# Problem
In full and without change, return each entry.

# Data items
--- START ---
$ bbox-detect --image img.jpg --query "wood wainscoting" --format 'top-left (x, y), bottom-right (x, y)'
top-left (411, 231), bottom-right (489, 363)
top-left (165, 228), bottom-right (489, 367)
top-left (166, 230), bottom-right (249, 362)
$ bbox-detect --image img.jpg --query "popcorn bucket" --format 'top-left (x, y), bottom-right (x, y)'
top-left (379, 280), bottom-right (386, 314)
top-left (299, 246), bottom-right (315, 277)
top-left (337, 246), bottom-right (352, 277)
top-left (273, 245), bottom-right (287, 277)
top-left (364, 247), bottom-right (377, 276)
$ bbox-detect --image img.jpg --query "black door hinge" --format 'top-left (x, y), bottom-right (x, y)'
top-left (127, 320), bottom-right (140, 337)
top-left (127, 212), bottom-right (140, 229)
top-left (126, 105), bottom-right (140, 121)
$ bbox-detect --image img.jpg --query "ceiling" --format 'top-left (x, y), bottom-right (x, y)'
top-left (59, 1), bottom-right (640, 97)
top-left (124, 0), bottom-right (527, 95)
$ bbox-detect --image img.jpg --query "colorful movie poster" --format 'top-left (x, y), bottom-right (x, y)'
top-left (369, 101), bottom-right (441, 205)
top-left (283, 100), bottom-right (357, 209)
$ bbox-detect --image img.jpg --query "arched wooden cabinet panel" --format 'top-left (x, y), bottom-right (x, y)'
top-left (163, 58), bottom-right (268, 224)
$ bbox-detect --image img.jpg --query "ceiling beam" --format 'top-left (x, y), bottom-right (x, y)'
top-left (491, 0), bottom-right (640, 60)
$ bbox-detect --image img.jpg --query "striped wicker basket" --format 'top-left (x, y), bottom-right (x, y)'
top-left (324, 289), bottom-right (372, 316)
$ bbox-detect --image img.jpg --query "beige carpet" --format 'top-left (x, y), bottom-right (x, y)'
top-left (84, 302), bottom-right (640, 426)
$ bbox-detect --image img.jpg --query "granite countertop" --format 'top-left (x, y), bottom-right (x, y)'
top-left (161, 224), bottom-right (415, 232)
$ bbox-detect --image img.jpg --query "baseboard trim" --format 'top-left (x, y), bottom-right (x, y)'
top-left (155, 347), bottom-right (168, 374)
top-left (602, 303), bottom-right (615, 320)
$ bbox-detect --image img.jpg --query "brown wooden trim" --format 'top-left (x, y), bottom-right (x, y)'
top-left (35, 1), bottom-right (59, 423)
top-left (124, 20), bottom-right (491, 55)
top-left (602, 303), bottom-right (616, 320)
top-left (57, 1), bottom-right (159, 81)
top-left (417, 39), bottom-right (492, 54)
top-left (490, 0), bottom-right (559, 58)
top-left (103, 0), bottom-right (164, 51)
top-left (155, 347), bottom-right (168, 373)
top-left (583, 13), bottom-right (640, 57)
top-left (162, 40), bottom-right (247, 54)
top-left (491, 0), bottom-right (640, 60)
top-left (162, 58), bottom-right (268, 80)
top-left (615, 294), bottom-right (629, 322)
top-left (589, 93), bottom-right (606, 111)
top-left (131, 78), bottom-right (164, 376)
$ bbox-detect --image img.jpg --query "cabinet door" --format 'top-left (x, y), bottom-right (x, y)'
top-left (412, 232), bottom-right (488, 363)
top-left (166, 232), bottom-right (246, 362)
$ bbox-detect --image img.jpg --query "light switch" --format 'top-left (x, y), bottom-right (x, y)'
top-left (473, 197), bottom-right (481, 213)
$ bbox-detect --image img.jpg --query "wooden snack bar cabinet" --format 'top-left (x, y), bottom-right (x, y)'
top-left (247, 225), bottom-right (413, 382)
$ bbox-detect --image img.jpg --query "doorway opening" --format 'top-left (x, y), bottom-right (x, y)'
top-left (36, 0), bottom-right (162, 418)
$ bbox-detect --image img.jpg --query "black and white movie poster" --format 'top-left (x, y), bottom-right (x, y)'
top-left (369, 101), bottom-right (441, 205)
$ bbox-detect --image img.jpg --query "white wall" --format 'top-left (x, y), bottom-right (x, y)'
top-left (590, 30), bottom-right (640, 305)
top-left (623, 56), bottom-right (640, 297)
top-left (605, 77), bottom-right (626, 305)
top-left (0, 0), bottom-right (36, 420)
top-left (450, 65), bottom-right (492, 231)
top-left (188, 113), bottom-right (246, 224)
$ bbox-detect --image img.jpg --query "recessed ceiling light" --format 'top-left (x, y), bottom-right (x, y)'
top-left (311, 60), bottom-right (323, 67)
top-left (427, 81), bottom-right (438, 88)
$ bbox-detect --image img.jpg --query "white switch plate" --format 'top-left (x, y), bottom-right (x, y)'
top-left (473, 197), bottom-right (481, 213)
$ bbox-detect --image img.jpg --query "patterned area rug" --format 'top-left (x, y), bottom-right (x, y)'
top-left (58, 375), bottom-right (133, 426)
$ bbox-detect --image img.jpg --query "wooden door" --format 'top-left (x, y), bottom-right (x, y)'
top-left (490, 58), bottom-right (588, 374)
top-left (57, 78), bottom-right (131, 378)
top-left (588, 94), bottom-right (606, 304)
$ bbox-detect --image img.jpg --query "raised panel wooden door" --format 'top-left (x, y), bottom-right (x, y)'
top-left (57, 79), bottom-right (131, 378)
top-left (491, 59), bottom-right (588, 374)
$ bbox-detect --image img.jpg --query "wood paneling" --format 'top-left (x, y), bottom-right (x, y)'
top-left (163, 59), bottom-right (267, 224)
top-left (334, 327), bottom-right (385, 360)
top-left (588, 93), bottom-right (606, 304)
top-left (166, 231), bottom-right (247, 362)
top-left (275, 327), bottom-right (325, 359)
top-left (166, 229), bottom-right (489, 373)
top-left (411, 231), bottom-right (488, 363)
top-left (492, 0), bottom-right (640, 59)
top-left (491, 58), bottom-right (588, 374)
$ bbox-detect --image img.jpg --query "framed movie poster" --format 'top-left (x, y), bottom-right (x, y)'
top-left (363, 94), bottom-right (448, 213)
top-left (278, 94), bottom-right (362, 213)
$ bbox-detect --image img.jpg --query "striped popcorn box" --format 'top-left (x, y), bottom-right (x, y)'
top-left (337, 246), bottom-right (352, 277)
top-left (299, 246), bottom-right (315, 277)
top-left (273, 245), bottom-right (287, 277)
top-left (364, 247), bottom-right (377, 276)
--- END ---
# Your response
$ bbox-detect --image img.jpg --query "wood wainscoting" --format 'top-left (x, y), bottom-right (x, y)'
top-left (411, 231), bottom-right (489, 363)
top-left (165, 228), bottom-right (489, 367)
top-left (166, 230), bottom-right (249, 362)
$ bbox-detect --image img.jpg --query "popcorn bucket" --format 'top-left (x, y), bottom-right (x, y)'
top-left (379, 280), bottom-right (386, 314)
top-left (299, 246), bottom-right (315, 277)
top-left (337, 246), bottom-right (352, 277)
top-left (273, 245), bottom-right (287, 277)
top-left (364, 247), bottom-right (377, 276)
$ bbox-detect --image img.jpg --query "black door hinge" --format 'top-left (x, y), bottom-right (x, y)'
top-left (127, 320), bottom-right (140, 337)
top-left (127, 212), bottom-right (140, 229)
top-left (126, 105), bottom-right (140, 121)
$ bbox-detect --image img.jpg --query "ceiling" --format 'top-left (x, y), bottom-right (x, y)'
top-left (59, 1), bottom-right (640, 97)
top-left (124, 0), bottom-right (527, 95)
$ bbox-detect --image img.jpg --query "colorful movie poster" --format 'top-left (x, y), bottom-right (x, y)'
top-left (369, 101), bottom-right (441, 205)
top-left (283, 100), bottom-right (357, 209)
$ bbox-detect --image img.jpg --query "arched wooden cabinet panel" --format 'top-left (x, y), bottom-right (x, y)'
top-left (163, 58), bottom-right (268, 224)
$ bbox-detect --image img.jpg --query "ceiling beam" --format 'top-left (x, y), bottom-right (x, y)'
top-left (491, 0), bottom-right (640, 60)
$ bbox-detect --image img.jpg --query "striped wicker basket" --format 'top-left (x, y), bottom-right (x, y)'
top-left (324, 289), bottom-right (372, 316)
$ bbox-detect --image img.jpg --query "beige carpet" --format 'top-left (x, y), bottom-right (x, y)'
top-left (84, 302), bottom-right (640, 426)
$ bbox-detect --image img.jpg --query "granite countertop" --format 'top-left (x, y), bottom-right (x, y)'
top-left (161, 224), bottom-right (415, 232)
$ bbox-detect --image img.jpg --query "baseboard trim" --format 'top-left (x, y), bottom-right (x, y)'
top-left (155, 347), bottom-right (168, 374)
top-left (602, 303), bottom-right (615, 320)
$ bbox-detect --image img.jpg --query "brown wooden trim" --format 'top-left (x, y), bottom-right (x, y)'
top-left (35, 1), bottom-right (59, 423)
top-left (124, 20), bottom-right (491, 55)
top-left (602, 303), bottom-right (616, 320)
top-left (57, 1), bottom-right (159, 81)
top-left (417, 39), bottom-right (492, 54)
top-left (490, 0), bottom-right (559, 58)
top-left (103, 0), bottom-right (164, 51)
top-left (155, 347), bottom-right (168, 373)
top-left (583, 13), bottom-right (640, 57)
top-left (162, 40), bottom-right (247, 54)
top-left (491, 0), bottom-right (640, 60)
top-left (162, 58), bottom-right (268, 80)
top-left (615, 294), bottom-right (629, 322)
top-left (589, 93), bottom-right (606, 111)
top-left (131, 78), bottom-right (164, 376)
$ bbox-detect --image img.jpg --query "cabinet door" --format 'top-left (x, y), bottom-right (x, y)'
top-left (412, 232), bottom-right (488, 363)
top-left (166, 232), bottom-right (246, 362)
$ bbox-detect --image img.jpg --query "light switch" --format 'top-left (x, y), bottom-right (x, y)'
top-left (473, 197), bottom-right (481, 213)
$ bbox-detect --image img.jpg --query "wooden snack bar cabinet" --format 'top-left (x, y), bottom-right (x, y)'
top-left (247, 225), bottom-right (413, 382)
$ bbox-detect --image img.jpg --query "doorway opening" --format 'top-left (x, y), bottom-right (x, y)'
top-left (36, 0), bottom-right (162, 418)
$ bbox-detect --image img.jpg --query "black and white movie poster" --format 'top-left (x, y), bottom-right (x, y)'
top-left (369, 101), bottom-right (441, 205)
$ bbox-detect --image img.jpg --query "white wall" --format 'top-left (x, y), bottom-right (x, y)'
top-left (590, 30), bottom-right (640, 305)
top-left (623, 56), bottom-right (640, 297)
top-left (605, 77), bottom-right (626, 305)
top-left (0, 0), bottom-right (36, 420)
top-left (450, 65), bottom-right (492, 231)
top-left (188, 113), bottom-right (246, 224)
$ bbox-detect --image img.jpg --query "recessed ceiling light" --format 'top-left (x, y), bottom-right (x, y)'
top-left (311, 60), bottom-right (323, 67)
top-left (427, 81), bottom-right (438, 88)
$ bbox-detect --image img.jpg --query "white switch plate" --format 'top-left (x, y), bottom-right (x, y)'
top-left (473, 197), bottom-right (481, 213)
$ bbox-detect --image img.jpg --query "patterned area rug" --format 'top-left (x, y), bottom-right (x, y)'
top-left (58, 375), bottom-right (133, 426)
$ bbox-detect --image img.jpg --query "wooden door" --format 'top-left (x, y), bottom-right (x, y)'
top-left (490, 58), bottom-right (588, 374)
top-left (57, 78), bottom-right (131, 378)
top-left (588, 94), bottom-right (606, 304)
$ bbox-detect --image img.jpg --query "raised panel wooden door" --format 'top-left (x, y), bottom-right (x, y)'
top-left (57, 79), bottom-right (131, 378)
top-left (491, 59), bottom-right (588, 374)
$ bbox-detect --image img.jpg --query "wood paneling" --format 'top-left (x, y), bottom-right (x, y)'
top-left (163, 59), bottom-right (267, 224)
top-left (334, 327), bottom-right (385, 360)
top-left (588, 93), bottom-right (606, 304)
top-left (166, 231), bottom-right (247, 362)
top-left (275, 327), bottom-right (325, 359)
top-left (166, 229), bottom-right (489, 373)
top-left (411, 231), bottom-right (488, 363)
top-left (492, 0), bottom-right (640, 59)
top-left (491, 58), bottom-right (588, 374)
$ bbox-detect --image img.jpg --query "framed movie poster" --format 'top-left (x, y), bottom-right (x, y)'
top-left (363, 94), bottom-right (448, 213)
top-left (278, 94), bottom-right (362, 213)
$ bbox-detect --image img.jpg --query "striped popcorn box" --format 'top-left (x, y), bottom-right (x, y)'
top-left (337, 246), bottom-right (352, 277)
top-left (299, 246), bottom-right (315, 277)
top-left (273, 245), bottom-right (287, 277)
top-left (364, 247), bottom-right (377, 276)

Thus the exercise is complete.